■ Source passage
Sutlej

The Sutlej River (alternatively spelled as Satluj River) (Punjabi: ਸਤਲੁਜ, Sanskrit: शुतुद्रि, Śutudri, Urdu: ستلج, and Hindi: सतलज) is the longest of the five rivers that flow through the historic crossroad region of Punjab in northern India and Pakistan. It is located north of the Vindhya Range, south of the Hindu Kush segment of the Himalayas, and east of the Central Sulaiman Range in Pakistan.

The Sutlej is sometimes known as the Red River. It is the easternmost tributary of the Indus River. Its source is near Lake Rakshastal in Tibet, China, near Mount Kailas, and it flows generally west and southwest entering India through the Shipki La pass in Himachal Pradesh. In Pakistan, it waters the ancient and historical former Bahawalpur state. The region to its south and east is arid, and is known as Cholistan a part of Bahawalpur Division. The Sutlej is joined by the Beas River in Hari-Ke-Patan, Amritsar, Punjāb, India, and continues southwest into Pakistan to unite with the Chenab River, forming the Panjnad River near Bahawalpur. The Panjnad joins the Indus River at Mithankot. Indus then flows through a gorge near Sukkur, flows through the fertile plains region of Sindh, and terminates in the Arabian Sea near the port city of Karachi in Pakistan.

■ Exercise
Copy the passage on the Sutlej River word for word, in full.

■ Dataset section
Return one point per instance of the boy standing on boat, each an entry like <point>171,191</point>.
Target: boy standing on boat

■ Output
Sutlej

The Sutlej River (alternatively spelled as Satluj River) (Punjabi: ਸਤਲੁਜ, Sanskrit: शुतुद्रि, Śutudri, Urdu: ستلج, and Hindi: सतलज) is the longest of the five rivers that flow through the historic crossroad region of Punjab in northern India and Pakistan. It is located north of the Vindhya Range, south of the Hindu Kush segment of the Himalayas, and east of the Central Sulaiman Range in Pakistan.

The Sutlej is sometimes known as the Red River. It is the easternmost tributary of the Indus River. Its source is near Lake Rakshastal in Tibet, China, near Mount Kailas, and it flows generally west and southwest entering India through the Shipki La pass in Himachal Pradesh. In Pakistan, it waters the ancient and historical former Bahawalpur state. The region to its south and east is arid, and is known as Cholistan a part of Bahawalpur Division. The Sutlej is joined by the Beas River in Hari-Ke-Patan, Amritsar, Punjāb, India, and continues southwest into Pakistan to unite with the Chenab River, forming the Panjnad River near Bahawalpur. The Panjnad joins the Indus River at Mithankot. Indus then flows through a gorge near Sukkur, flows through the fertile plains region of Sindh, and terminates in the Arabian Sea near the port city of Karachi in Pakistan.